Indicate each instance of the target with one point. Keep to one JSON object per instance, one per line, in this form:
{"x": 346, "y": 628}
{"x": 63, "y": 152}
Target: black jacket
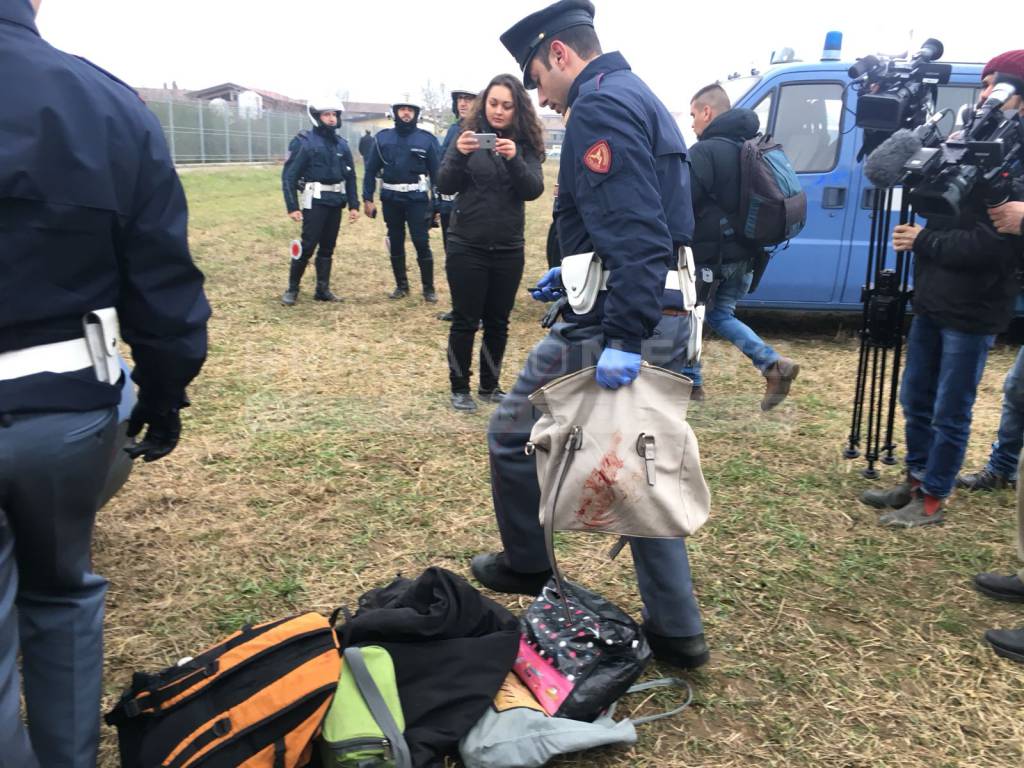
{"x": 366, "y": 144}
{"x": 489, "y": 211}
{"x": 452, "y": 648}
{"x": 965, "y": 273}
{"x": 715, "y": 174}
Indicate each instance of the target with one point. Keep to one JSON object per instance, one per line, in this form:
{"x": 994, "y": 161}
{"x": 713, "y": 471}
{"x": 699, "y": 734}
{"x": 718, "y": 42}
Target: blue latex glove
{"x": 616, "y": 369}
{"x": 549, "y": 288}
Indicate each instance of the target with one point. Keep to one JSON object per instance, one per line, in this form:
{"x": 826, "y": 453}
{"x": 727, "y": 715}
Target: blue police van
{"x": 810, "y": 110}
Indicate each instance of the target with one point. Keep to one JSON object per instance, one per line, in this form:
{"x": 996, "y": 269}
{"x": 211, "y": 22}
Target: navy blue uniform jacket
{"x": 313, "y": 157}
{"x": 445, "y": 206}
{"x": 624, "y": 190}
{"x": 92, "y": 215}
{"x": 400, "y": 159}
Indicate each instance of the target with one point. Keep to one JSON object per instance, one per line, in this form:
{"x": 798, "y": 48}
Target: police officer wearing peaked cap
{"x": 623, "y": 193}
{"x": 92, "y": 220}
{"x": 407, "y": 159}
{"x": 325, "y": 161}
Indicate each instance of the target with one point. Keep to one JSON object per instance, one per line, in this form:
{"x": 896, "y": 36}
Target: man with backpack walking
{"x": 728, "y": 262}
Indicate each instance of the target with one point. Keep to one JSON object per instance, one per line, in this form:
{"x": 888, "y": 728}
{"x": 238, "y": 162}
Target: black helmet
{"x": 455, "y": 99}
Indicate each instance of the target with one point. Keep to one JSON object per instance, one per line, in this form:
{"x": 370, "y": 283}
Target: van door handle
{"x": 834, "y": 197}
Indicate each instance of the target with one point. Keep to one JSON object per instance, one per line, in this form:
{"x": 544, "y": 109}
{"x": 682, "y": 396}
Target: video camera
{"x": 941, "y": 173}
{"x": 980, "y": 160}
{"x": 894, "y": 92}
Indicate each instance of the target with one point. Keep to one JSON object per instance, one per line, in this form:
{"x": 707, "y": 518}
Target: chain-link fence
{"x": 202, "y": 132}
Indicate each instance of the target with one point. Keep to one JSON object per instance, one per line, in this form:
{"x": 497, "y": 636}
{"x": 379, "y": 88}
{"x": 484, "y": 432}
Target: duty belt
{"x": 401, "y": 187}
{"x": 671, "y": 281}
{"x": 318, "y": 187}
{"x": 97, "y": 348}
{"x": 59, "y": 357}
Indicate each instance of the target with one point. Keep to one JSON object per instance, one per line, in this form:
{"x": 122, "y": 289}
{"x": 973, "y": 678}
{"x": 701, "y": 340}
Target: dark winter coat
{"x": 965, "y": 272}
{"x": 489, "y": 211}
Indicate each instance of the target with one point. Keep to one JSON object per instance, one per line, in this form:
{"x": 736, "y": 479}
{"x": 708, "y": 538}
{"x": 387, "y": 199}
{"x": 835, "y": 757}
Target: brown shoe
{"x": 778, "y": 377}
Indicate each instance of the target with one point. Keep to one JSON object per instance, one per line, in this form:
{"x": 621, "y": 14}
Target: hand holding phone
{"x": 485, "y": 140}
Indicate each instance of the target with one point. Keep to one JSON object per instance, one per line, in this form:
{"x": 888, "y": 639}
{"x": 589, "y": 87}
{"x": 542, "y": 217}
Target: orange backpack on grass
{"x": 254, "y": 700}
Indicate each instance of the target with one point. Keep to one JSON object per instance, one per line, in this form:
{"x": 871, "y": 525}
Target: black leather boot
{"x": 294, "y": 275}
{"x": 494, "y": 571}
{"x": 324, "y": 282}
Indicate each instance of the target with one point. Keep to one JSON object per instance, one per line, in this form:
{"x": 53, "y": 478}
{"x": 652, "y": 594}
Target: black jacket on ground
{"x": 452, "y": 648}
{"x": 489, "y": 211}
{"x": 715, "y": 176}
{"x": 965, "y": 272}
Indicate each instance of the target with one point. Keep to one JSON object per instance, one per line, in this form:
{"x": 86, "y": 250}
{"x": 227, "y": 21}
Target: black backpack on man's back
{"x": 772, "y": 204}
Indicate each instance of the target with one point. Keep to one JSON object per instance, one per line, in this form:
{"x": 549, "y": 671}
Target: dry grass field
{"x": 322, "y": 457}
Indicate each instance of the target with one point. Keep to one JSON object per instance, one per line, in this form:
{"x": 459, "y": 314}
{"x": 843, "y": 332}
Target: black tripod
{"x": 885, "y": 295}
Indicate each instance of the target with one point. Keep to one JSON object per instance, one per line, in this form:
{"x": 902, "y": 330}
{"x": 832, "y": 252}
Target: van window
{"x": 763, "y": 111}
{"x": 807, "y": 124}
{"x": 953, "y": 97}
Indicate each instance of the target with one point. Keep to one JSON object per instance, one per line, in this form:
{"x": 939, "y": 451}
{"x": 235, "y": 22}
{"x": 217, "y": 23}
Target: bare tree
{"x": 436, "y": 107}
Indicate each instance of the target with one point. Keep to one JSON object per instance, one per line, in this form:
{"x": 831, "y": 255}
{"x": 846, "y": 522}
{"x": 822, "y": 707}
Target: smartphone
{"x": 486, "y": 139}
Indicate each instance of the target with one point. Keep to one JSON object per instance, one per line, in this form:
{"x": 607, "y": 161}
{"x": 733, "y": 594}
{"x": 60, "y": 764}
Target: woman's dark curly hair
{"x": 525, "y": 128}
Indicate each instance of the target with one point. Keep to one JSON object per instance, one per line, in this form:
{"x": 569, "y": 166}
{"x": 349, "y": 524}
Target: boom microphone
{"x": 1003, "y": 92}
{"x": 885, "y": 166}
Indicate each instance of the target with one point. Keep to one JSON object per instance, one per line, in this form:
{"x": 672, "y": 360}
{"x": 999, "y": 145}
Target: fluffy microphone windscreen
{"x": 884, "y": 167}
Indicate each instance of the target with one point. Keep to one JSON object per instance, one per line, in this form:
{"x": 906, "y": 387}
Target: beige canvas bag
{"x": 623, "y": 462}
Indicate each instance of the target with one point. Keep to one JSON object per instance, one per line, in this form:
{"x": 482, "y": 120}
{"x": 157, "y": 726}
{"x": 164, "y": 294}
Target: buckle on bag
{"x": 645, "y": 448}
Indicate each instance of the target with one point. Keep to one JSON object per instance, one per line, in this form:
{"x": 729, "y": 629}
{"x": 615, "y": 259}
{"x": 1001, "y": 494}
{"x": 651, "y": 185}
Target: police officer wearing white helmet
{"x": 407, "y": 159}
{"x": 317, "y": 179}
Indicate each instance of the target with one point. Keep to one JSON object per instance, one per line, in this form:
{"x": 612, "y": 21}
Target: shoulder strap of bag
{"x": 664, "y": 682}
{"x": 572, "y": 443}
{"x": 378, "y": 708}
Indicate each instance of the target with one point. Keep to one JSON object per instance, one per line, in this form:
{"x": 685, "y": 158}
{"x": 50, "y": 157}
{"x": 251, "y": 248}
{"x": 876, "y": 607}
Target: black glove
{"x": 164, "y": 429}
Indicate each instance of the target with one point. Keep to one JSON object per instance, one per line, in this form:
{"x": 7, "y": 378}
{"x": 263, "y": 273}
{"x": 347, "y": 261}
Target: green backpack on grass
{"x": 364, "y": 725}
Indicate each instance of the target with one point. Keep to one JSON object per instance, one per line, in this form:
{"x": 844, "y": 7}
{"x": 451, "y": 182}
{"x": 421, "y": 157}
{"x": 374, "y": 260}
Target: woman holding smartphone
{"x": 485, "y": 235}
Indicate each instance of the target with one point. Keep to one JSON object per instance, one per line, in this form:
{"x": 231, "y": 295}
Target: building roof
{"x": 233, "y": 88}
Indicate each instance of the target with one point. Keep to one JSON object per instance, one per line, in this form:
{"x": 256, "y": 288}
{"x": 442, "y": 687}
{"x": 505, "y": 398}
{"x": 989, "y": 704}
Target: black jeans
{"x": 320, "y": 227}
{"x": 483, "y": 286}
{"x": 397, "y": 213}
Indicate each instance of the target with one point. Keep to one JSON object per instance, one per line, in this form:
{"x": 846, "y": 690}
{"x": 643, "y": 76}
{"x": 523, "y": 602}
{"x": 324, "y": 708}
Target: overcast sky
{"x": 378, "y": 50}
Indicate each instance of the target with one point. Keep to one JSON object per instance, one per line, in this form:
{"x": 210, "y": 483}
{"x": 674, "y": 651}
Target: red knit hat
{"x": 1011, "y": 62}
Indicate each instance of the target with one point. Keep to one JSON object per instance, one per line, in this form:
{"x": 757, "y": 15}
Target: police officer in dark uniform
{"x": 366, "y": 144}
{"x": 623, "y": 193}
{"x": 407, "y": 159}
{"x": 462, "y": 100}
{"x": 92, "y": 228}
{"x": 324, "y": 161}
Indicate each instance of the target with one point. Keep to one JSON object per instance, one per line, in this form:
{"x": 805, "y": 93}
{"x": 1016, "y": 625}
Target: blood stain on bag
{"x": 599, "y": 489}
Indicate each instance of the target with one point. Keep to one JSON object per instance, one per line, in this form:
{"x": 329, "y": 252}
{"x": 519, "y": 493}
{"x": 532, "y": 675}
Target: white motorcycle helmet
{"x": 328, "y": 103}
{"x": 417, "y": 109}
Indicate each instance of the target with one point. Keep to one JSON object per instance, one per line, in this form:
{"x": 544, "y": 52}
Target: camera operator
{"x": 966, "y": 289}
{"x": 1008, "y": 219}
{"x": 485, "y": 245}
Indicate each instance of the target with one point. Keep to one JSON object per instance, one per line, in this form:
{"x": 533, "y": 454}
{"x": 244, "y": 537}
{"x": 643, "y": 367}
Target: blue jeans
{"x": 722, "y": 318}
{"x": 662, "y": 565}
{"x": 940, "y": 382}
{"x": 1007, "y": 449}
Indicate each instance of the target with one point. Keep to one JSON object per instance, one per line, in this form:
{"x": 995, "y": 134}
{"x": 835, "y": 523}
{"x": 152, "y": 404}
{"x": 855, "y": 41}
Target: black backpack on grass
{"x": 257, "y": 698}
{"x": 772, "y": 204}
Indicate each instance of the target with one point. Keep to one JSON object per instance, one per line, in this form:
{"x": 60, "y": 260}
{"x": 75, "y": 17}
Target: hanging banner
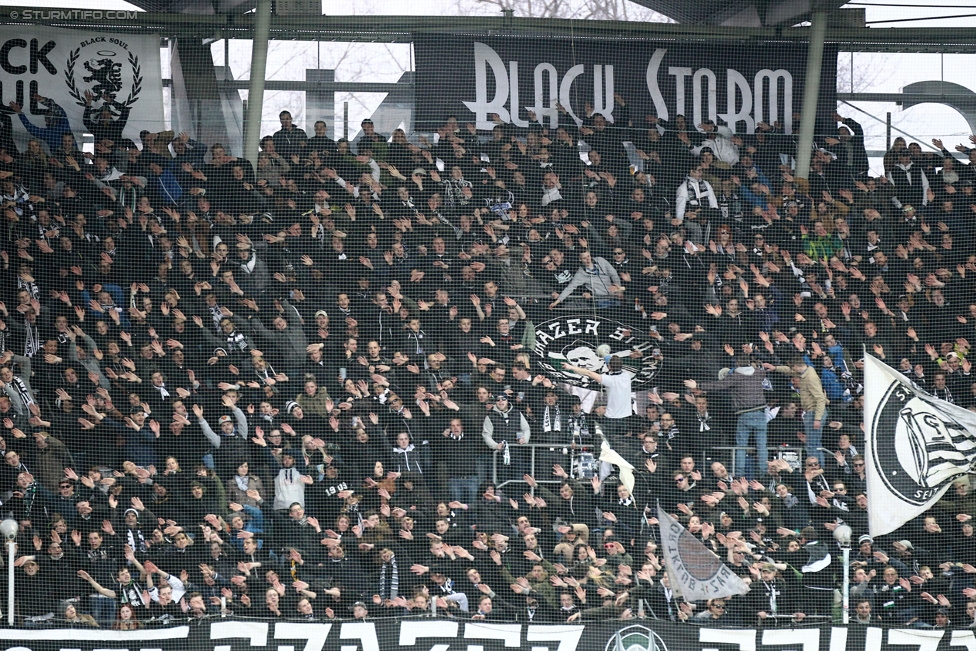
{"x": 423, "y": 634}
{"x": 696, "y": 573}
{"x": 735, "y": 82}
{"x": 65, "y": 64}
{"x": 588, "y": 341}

────────────────

• _Requirement_:
Could you retype exactly the lines running from the one with "Target: black backpack on grass" to the end of the material above, pictures omitted?

• _Answer section_:
Target: black backpack on grass
{"x": 257, "y": 698}
{"x": 772, "y": 204}
Indicate each instance of the target with one point. Keep to one JSON object per instance, one per line, in this form:
{"x": 60, "y": 260}
{"x": 75, "y": 17}
Target: hanging banner
{"x": 423, "y": 634}
{"x": 696, "y": 573}
{"x": 735, "y": 82}
{"x": 65, "y": 64}
{"x": 588, "y": 341}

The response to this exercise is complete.